● Work request 1:
Answer these questions from the post about borrowing magical techniques. Mark your answers (a), (b), and (c).
(a) Which post in this round of Conversations Under the Oaks is this one?
(b) What kind of approach does the writer bring to magic?
(c) Who compared grimoire spirit workings to nuclear launch codes?
● Work request 2:
Retype the passage of the post about borrowing magical techniques between "The tech is" and "achieve our goals?", inclusive.
● Work request 3:
Continue the post about borrowing magical techniques from other traditions, starting after its last sentence.

● Text block:
==========

This is the fifth and final post in this round of Conversations Under the Oaks. These questions range from serious to whimsical, but they’re all worth answering.
I’ve seen several of your posts mentioning “borrowing tech” from other forms or styles of witchcraft. How do you go about finding these things? Is there some awesome Pagan Tech magazine out there or something?
I wish there was a Pagan Tech magazine – I’d be a permanent subscriber!
The short answer is that I read a lot, from a lot of different sources. And I bring an engineering approach to magic – I want to understand what’s happening in the spell and why it’s working, within my three-fold understanding of magic. If you understand what’s working and why, you can start to imagine other uses for those same operations.
The tech is how we engage each of those three ways. Which Gods and spirits can help us, and how do we persuade them to do so? (Hint: approach through relationships, not by functions.) What unseen forces can we manipulate, and how do we do direct them toward our goals? How do we persuade our subconscious to do what needs to be done to achieve our goals?
It’s like with cooking. The first time you try something, follow the recipe to the letter. The second time, try a little more of this or a little less of that. Eventually you’re creating your own recipes.
Some things – particularly in ceremonial magic – have to be done exactly according to the recipe. Gordon White has compared grimoire spirit workings to nuclear launch codes – do it exactly right or it won’t work at all. That’s the danger in working with unfamiliar traditions – you can never be sure what’s technology and what’s culture that simply can’t be transferred to a different application.

==========

● Given entries:

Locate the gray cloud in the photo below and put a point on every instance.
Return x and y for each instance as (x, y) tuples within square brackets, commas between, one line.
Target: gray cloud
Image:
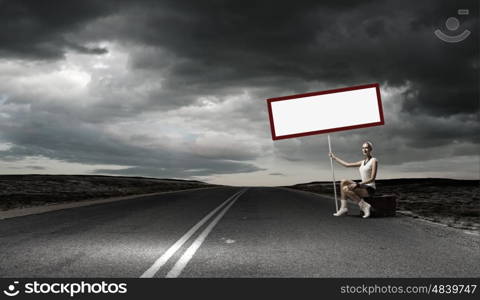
[(185, 56)]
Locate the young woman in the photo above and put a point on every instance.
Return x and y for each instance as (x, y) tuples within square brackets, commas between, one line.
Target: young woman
[(356, 191)]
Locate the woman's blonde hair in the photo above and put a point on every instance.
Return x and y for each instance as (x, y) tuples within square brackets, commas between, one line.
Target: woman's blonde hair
[(370, 144)]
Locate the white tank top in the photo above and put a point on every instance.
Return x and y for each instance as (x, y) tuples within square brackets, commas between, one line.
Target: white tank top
[(366, 171)]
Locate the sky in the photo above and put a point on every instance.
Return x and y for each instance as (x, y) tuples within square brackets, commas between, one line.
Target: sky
[(178, 89)]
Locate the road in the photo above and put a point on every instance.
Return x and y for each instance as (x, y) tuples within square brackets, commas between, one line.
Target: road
[(259, 232)]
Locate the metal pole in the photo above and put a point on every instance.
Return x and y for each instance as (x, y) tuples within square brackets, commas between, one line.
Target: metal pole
[(333, 174)]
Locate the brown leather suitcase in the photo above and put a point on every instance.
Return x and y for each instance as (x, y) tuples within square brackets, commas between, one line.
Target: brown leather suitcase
[(382, 205)]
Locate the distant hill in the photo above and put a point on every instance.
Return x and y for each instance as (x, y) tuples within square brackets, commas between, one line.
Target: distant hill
[(35, 189)]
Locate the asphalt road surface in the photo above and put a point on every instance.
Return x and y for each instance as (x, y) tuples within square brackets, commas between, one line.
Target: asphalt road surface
[(230, 232)]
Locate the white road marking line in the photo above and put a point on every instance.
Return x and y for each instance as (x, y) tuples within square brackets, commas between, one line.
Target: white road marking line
[(183, 261), (171, 251)]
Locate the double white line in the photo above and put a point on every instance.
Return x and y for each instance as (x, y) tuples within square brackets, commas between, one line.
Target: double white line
[(188, 254)]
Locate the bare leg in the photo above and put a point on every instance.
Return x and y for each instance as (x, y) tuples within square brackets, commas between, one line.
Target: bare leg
[(344, 183), (364, 206), (343, 201)]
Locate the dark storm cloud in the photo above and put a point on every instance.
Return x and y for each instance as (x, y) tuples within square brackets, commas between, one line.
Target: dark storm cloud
[(42, 29), (49, 135), (221, 45), (216, 48)]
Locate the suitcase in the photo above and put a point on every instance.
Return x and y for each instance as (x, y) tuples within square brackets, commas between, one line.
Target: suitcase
[(382, 205)]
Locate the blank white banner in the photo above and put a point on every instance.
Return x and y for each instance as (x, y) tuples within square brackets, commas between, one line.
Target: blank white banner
[(321, 112)]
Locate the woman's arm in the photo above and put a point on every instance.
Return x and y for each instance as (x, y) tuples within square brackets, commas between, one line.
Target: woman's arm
[(344, 163), (374, 173)]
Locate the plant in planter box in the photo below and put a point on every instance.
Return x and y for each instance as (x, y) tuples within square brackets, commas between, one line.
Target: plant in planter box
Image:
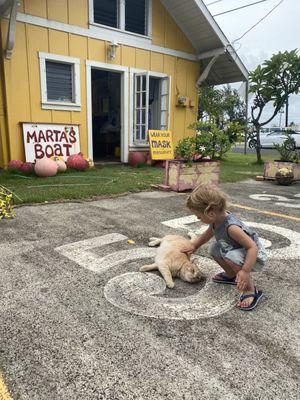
[(289, 159), (186, 150), (287, 149), (210, 141), (197, 158)]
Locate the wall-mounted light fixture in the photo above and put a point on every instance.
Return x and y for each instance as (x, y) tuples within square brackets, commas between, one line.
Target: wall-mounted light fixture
[(112, 50)]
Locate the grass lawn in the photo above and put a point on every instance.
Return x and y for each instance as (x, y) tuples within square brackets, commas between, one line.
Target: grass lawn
[(110, 180)]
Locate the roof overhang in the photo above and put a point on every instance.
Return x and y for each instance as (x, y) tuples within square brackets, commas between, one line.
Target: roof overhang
[(209, 41), (5, 5)]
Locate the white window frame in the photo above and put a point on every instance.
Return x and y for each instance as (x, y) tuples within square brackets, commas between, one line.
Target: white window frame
[(121, 22), (60, 105), (133, 72)]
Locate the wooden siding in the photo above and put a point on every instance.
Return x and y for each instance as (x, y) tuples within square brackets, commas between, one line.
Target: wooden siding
[(22, 72)]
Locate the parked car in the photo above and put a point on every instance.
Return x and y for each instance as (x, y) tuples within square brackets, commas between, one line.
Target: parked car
[(267, 140)]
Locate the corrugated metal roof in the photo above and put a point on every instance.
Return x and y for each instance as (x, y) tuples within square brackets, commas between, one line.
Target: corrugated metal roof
[(199, 26)]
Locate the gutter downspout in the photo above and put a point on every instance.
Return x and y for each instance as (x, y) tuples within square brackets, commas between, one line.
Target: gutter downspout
[(10, 41), (205, 73)]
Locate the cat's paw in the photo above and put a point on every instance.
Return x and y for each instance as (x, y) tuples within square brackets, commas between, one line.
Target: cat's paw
[(170, 285), (191, 235), (155, 242)]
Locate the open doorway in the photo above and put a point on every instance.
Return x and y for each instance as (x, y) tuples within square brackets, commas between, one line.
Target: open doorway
[(106, 115)]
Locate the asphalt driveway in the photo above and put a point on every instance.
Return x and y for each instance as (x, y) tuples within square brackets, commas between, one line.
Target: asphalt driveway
[(79, 322)]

==========

● Response 1:
(a) It is the fifth and final post.
(b) An engineering approach.
(c) Gordon White.

● Response 2:
The tech is how we engage each of those three ways. Which Gods and spirits can help us, and how do we persuade them to do so? (Hint: approach through relationships, not by functions.) What unseen forces can we manipulate, and how do we do direct them toward our goals? How do we persuade our subconscious to do what needs to be done to achieve our goals?

● Response 3:
My advice is to pick one magical tradition and learn it well. Then start looking at adjacent traditions – what’s the same and what’s different? With practice you can learn to spot the “magical tech” and then start thinking of new ways to use it.
How does one appropriately and effectively inform the broader Pagan community about an upcoming open circle or celebration? There’s got to be a way to appropriately publicize these events without being irritating or slipping over into outright advertising, but so far we’re just not doing a great job at it.
One of my greatest reliefs in Pagan leadership was when Denton CUUPS decided to create a new position for Communications and Technology, to handle all the publicity for our circles. It was probably the least favorite thing I did. But I did it for a lot of years – hopefully my ideas aren’t outdated yet.
The most basic and important way is to build your own e-mail list. Facebook is controlled by Facebook – they show your message to who they want to show it to, and they can shut you down any time they like. Own your own e-mail list. We used Yahoo Groups for years – we moved to MailChimp a while back. Don’t overload people – one announcement a month is probably enough. One a week is probably too much.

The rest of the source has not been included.